- What is asked -
Copy out word for word the lines of the listing below, beginning with the line that contains "[spot] the red drinking" and continuing through the last line of the listing, with both of those lines included.

[Excerpts from point-annotation data]
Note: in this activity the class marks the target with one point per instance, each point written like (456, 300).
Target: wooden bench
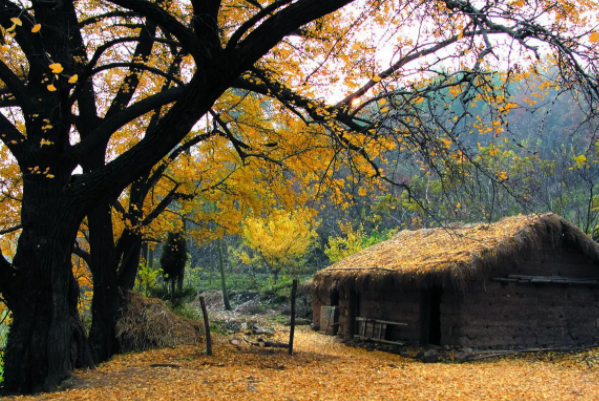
(375, 330)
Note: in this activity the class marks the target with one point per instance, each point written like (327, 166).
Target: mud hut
(525, 281)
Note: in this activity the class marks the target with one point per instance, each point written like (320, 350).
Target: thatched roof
(448, 257)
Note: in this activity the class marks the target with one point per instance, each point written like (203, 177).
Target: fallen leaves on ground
(323, 369)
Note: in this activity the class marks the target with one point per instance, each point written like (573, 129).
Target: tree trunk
(107, 298)
(46, 340)
(223, 279)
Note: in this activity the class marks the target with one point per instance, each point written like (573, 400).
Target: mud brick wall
(319, 298)
(396, 306)
(491, 314)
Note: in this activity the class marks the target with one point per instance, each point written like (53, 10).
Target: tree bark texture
(46, 339)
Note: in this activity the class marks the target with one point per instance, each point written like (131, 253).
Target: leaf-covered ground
(323, 369)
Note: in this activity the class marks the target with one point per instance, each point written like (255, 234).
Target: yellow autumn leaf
(56, 68)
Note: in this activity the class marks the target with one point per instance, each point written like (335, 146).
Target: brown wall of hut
(491, 314)
(488, 313)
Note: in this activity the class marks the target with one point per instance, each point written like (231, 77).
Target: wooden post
(292, 330)
(207, 326)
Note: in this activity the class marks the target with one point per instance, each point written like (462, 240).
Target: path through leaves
(323, 369)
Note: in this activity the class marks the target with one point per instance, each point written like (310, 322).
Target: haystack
(148, 323)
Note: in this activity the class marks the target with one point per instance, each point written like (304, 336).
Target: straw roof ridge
(449, 257)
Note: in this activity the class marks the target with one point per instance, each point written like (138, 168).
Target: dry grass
(323, 369)
(148, 323)
(449, 257)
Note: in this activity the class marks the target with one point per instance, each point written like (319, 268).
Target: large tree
(78, 76)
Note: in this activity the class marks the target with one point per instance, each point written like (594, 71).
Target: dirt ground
(323, 369)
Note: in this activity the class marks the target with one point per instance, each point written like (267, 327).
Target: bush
(177, 299)
(186, 311)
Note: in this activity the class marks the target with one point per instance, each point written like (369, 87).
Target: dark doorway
(335, 311)
(435, 317)
(430, 316)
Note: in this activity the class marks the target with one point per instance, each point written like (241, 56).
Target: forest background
(126, 122)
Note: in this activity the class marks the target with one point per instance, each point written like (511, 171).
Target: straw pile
(148, 323)
(449, 257)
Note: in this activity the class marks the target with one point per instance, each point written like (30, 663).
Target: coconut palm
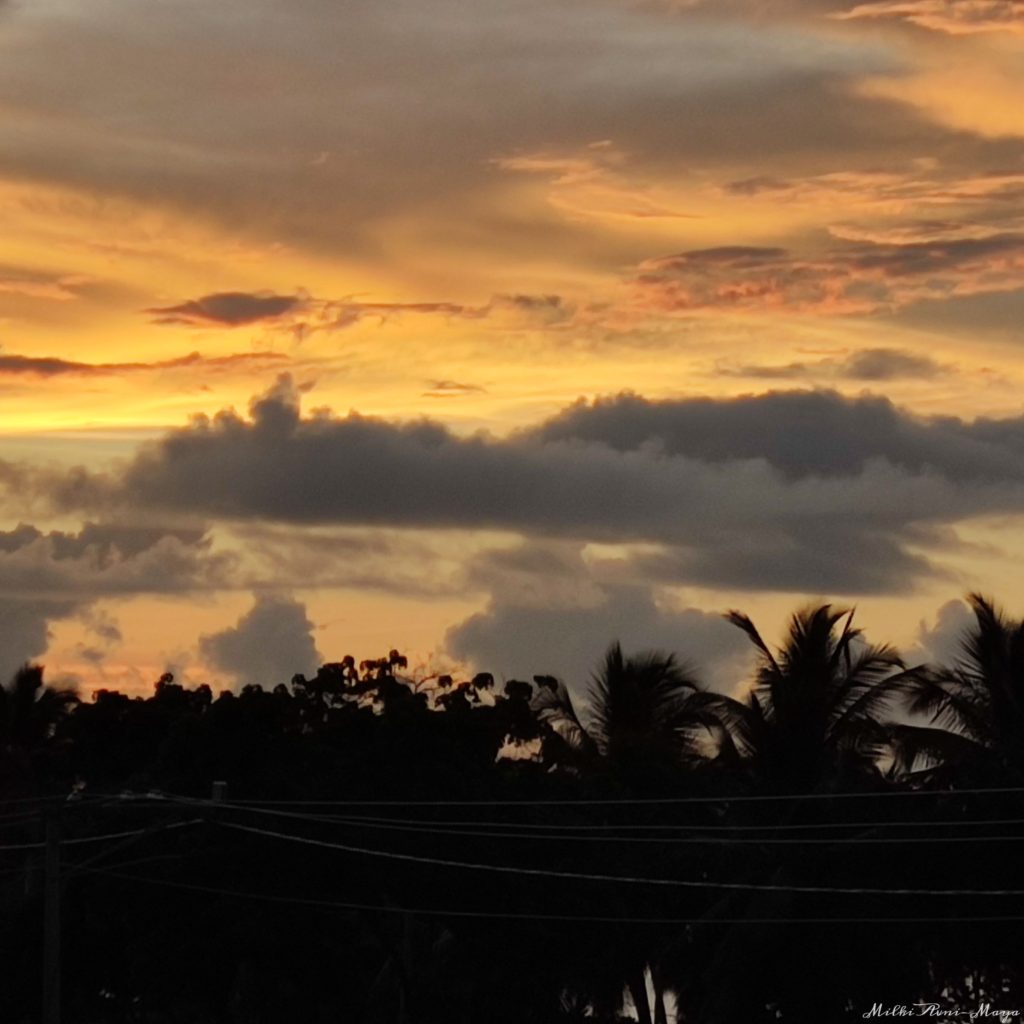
(648, 717)
(30, 714)
(974, 709)
(814, 711)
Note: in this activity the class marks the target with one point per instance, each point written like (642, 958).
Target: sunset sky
(496, 330)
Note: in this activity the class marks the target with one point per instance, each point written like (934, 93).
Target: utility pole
(51, 922)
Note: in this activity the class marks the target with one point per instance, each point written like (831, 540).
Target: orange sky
(479, 215)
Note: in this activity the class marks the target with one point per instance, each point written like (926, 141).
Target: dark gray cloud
(855, 278)
(50, 577)
(108, 559)
(566, 641)
(452, 389)
(228, 309)
(786, 491)
(25, 630)
(801, 433)
(954, 17)
(941, 641)
(888, 364)
(135, 105)
(52, 366)
(868, 365)
(269, 644)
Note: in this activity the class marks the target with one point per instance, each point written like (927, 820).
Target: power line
(511, 915)
(562, 833)
(745, 798)
(590, 826)
(97, 839)
(631, 880)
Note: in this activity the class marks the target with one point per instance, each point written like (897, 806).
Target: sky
(496, 331)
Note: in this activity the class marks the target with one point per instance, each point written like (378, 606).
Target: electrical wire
(504, 830)
(741, 799)
(511, 915)
(97, 839)
(631, 880)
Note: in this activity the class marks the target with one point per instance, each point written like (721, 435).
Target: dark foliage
(385, 849)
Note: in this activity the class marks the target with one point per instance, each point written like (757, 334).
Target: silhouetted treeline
(842, 832)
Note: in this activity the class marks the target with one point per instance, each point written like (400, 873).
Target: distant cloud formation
(228, 309)
(452, 389)
(51, 366)
(567, 642)
(34, 284)
(850, 492)
(854, 279)
(956, 17)
(269, 644)
(869, 365)
(50, 577)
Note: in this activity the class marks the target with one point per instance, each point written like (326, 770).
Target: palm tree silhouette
(813, 712)
(30, 714)
(975, 707)
(647, 715)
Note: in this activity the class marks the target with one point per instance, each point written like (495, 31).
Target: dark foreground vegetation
(848, 835)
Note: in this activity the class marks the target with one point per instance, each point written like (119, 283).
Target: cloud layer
(787, 491)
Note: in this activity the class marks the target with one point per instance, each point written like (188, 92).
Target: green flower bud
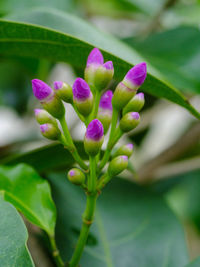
(63, 91)
(135, 104)
(42, 117)
(117, 165)
(126, 150)
(129, 121)
(50, 131)
(76, 176)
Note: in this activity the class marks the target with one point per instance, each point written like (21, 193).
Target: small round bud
(117, 165)
(126, 150)
(135, 104)
(48, 98)
(94, 137)
(136, 76)
(82, 96)
(105, 110)
(76, 176)
(50, 131)
(63, 91)
(97, 73)
(42, 116)
(129, 121)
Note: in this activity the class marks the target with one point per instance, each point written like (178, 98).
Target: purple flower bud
(129, 121)
(136, 76)
(95, 57)
(94, 137)
(106, 100)
(76, 176)
(50, 131)
(117, 165)
(126, 150)
(41, 90)
(94, 130)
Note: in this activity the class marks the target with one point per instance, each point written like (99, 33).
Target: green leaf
(176, 54)
(195, 263)
(63, 37)
(47, 158)
(132, 227)
(30, 194)
(13, 236)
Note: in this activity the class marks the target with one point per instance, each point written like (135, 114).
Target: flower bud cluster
(98, 113)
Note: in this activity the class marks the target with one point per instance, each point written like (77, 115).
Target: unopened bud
(63, 91)
(105, 110)
(42, 116)
(97, 73)
(135, 104)
(82, 96)
(50, 131)
(76, 176)
(126, 150)
(117, 165)
(94, 137)
(129, 121)
(48, 98)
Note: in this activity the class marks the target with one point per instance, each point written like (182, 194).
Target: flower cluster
(97, 108)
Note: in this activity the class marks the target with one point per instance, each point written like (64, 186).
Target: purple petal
(137, 74)
(94, 130)
(106, 100)
(41, 90)
(81, 89)
(108, 65)
(95, 57)
(57, 85)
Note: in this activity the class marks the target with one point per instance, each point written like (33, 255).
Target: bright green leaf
(63, 37)
(30, 194)
(132, 227)
(13, 238)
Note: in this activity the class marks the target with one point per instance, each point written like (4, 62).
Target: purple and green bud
(97, 73)
(48, 98)
(135, 104)
(76, 176)
(63, 91)
(126, 150)
(42, 116)
(117, 165)
(129, 121)
(105, 110)
(82, 97)
(50, 131)
(129, 86)
(94, 137)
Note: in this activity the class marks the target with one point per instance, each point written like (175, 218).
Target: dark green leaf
(64, 37)
(132, 227)
(13, 235)
(175, 53)
(30, 194)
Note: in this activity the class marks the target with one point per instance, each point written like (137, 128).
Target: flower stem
(88, 214)
(68, 142)
(55, 252)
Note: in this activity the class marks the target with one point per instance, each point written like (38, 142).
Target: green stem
(109, 147)
(55, 252)
(88, 215)
(68, 142)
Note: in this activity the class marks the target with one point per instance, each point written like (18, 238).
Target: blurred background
(167, 142)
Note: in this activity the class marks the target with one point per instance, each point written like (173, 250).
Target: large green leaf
(30, 194)
(63, 37)
(46, 158)
(132, 227)
(13, 238)
(176, 54)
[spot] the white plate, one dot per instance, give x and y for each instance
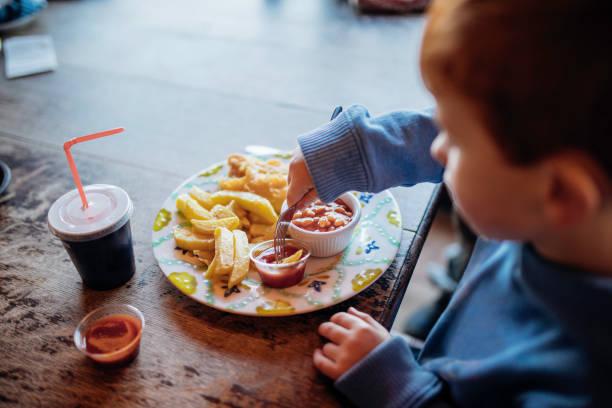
(327, 281)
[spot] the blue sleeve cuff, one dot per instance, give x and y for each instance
(357, 152)
(389, 377)
(334, 159)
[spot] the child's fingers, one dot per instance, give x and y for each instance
(331, 351)
(324, 364)
(363, 316)
(333, 332)
(344, 319)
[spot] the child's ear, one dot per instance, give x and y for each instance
(573, 192)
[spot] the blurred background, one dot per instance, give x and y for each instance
(276, 68)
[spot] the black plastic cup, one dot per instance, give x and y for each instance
(98, 239)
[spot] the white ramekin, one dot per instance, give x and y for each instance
(323, 244)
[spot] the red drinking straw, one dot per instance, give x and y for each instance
(73, 169)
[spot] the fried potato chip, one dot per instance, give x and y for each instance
(293, 258)
(204, 256)
(233, 183)
(241, 258)
(202, 197)
(212, 269)
(258, 230)
(185, 238)
(188, 256)
(207, 227)
(221, 211)
(250, 202)
(224, 251)
(191, 209)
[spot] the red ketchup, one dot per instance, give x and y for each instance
(278, 275)
(113, 333)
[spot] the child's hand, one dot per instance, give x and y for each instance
(353, 335)
(299, 179)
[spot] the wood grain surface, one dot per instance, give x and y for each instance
(190, 353)
(191, 81)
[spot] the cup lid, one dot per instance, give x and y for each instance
(109, 209)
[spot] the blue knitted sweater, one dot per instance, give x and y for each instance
(519, 330)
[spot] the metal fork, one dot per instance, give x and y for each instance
(284, 219)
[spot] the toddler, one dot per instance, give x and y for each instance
(522, 140)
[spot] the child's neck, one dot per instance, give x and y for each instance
(587, 246)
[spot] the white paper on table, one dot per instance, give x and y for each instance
(28, 55)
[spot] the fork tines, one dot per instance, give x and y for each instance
(280, 233)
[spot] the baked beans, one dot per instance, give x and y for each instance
(321, 217)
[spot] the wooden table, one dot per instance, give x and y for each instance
(190, 84)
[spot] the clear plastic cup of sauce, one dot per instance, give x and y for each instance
(279, 275)
(110, 335)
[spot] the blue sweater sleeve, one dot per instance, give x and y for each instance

- Correct response -
[spot] the red drinking straw, one dot per instance, give x and y for each instance
(73, 169)
[spot] the fried potato chip, one dot per instance, give x and y for each instance
(293, 258)
(204, 256)
(233, 183)
(241, 258)
(202, 197)
(212, 269)
(258, 230)
(185, 238)
(188, 256)
(207, 227)
(221, 211)
(250, 202)
(224, 251)
(191, 209)
[spot] the red ketchup, one dot per instance, give x and y for each instance
(278, 275)
(113, 333)
[spot] the child's hand, one dot per instance, give x and y for each instance
(353, 335)
(299, 179)
[spot] the wood grain surface, one dot per instance, give x and y for each instance
(190, 353)
(191, 81)
[spot] the cup lid, one dot per instance, give x and y for each instance
(109, 209)
[spot] the blue knitted sweater, one dot per instance, give x and y for each instance
(519, 330)
[spot] the metal fork, one dot per instance, give x and y for each instance
(284, 219)
[spot] the toddler, one dot per instance, give x and y for each instance
(522, 140)
[spot] the child's neck, one dot per instance, give x and y for each instance
(587, 246)
[spot] the white paper on table, one dot per instance, give x and y for each instance
(28, 55)
[spot] the fork tines, one dot per instance, give x and y for each instance
(280, 233)
[spot] the baked beans, one dot per instance, give x and y for each instance
(321, 217)
[spot] the wooden table, one dot per instance, give x and y for each instance
(190, 84)
[spot] the clear plastic cup of sauce, one dot per instance, give x and y for each instance
(279, 275)
(110, 335)
[spot] the blue sweater sleeve, one dot per instance, give x and y for each instance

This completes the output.